(Text for analysis):
.....

I have to say I am discouraged at the work of the Senate. If we look around and take in the whole picture here, there is nobody here, essentially, and they are not going to be here for 9 or 10 more days. The question I put forward is, If your own personal household was in trouble, financially or otherwise; if you knew you weren't going to be able to pay the bills; if you knew your credit cards were maxed out, would you just sit on the couch and do nothing or would you work to protect your family? Would you go out and do whatever you could? Would you take advantage of every opportunity to secure the future for your family?

Well, we have big problems in our country, and it doesn't matter how we got here. The fact is, we are borrowing $4.3 billion a day. The interest on our debt is $2.8 billion a day. We are at a point where if we don't start making the very difficult decisions for our country despite our fear of the political consequences, we will be like the person who, when his family was in trouble, didn't try to solve the problem.

Mr. President, we don't have a budget. Yesterday we had political votes on budgets, but it was a game. For the last 2-plus years, no budget has come through the Senate. There is a reason for that, and the American people need to know it is not because of our great budget chairman, whose name is Senator Kent Conrad. It is not his fault there is not a budget. It is because of the leadership in the Senate. The leadership does not want the votes that come along with a budget. You see, the political thinking is, we don't want any of our members to have to be recorded on things that might affect the next election. So to hell with the country. What is more important is the next election.

What is happening in the Senate is a complete meltdown of the very purpose the Senate was created. The fact is, we had votes on four separate budgets, and let me tell you, what is most astounding is that nobody voted for President Obama's budget. The President of the United States submits a budget to the Congress, and nobody in the Senate agrees to vote for it. How disconnected could that budget be from the realities of what our country's needs are if even the people of his own party won't vote for it? I was inclined to vote for it just so we could have a debate on his budget. But the fact is, we didn't have a debate on any budget.

So as we sit here, we are borrowing $4.3 billion a day and running a $1.6 trillion deficit and mortgaging the very future of our children. The very reason we work so hard and the reason we live is to nurture and support those who come after us, and to ignore that responsibility is absolutely uncalled for. Congress deserves every recognition from the American people for being a farce. You can't have the kinds of problems we have in front of us and not attempt to address them.

I want to spend a minute talking to every Medicare patient in the country. I have practiced medicine for 25 years. I have cared for thousands of Medicare patients. I understand, at 63 years of age, with three pretty significant disease processes going on in my own body, about worrying about one's health. I worry about the security around that health. It is important enough to me to really take the medicines and to follow the diet my doctor is offering me now that I am 63. I probably wouldn't have paid attention 20 years ago, but today I am doing that.

The health care that is available to me is important to me, as I know it is to every Medicare recipient out there. But the facts are the following: Politicians want to use Medicare as a tactic to scare people into not doing what we as a nation are going to ultimately do anyway. We will have to fix Medicare. And we can fix it in a way that assures every senior who absolutely needs the help of Medicare and is dependent on Medicare will have that health care.

.....

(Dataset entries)
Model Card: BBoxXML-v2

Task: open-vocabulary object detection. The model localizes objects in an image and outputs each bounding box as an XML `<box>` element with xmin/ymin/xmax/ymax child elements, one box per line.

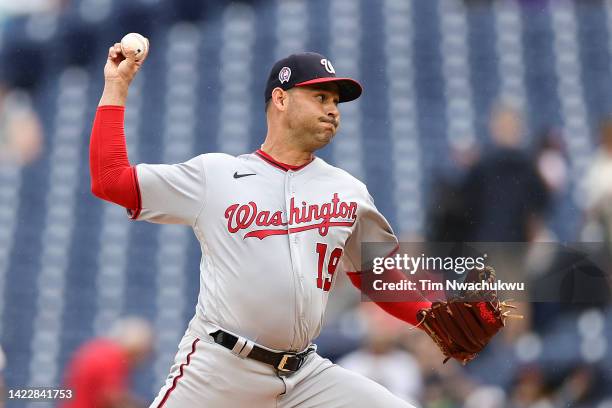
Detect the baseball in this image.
<box><xmin>121</xmin><ymin>33</ymin><xmax>149</xmax><ymax>61</ymax></box>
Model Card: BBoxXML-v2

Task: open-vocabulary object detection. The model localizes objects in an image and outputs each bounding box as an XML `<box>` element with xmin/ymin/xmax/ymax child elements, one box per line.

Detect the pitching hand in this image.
<box><xmin>104</xmin><ymin>40</ymin><xmax>149</xmax><ymax>86</ymax></box>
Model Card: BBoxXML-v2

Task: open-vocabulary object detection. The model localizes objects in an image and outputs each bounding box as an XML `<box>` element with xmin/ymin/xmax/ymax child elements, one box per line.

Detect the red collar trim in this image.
<box><xmin>255</xmin><ymin>149</ymin><xmax>314</xmax><ymax>171</ymax></box>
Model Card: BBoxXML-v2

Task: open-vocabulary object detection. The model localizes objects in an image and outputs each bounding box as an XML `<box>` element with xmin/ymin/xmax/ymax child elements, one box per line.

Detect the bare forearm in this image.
<box><xmin>98</xmin><ymin>81</ymin><xmax>128</xmax><ymax>106</ymax></box>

.....

(What you will do):
1/ Copy the stretch of the Senate speech from "What is happening" through "on any budget.".
2/ Do these statements agree with the Senate speech? (a) The country is borrowing $4.3 billion a day. (b) The speaker has practiced medicine for 30 years. (c) Nobody voted for President Obama's budget. Answer yes or no for each and quote the words that decide it.
Rely only on the Senate speech for every answer.

(Activity answers):
1/
What is happening in the Senate is a complete meltdown of the very purpose the Senate was created. The fact is, we had votes on four separate budgets, and let me tell you, what is most astounding is that nobody voted for President Obama's budget. The President of the United States submits a budget to the Congress, and nobody in the Senate agrees to vote for it. How disconnected could that budget be from the realities of what our country's needs are if even the people of his own party won't vote for it? I was inclined to vote for it just so we could have a debate on his budget. But the fact is, we didn't have a debate on any budget.

2/
(a) Yes: "we are borrowing $4.3 billion a day."
(b) No: "I have practiced medicine for 25 years."
(c) Yes: "nobody voted for President Obama's budget."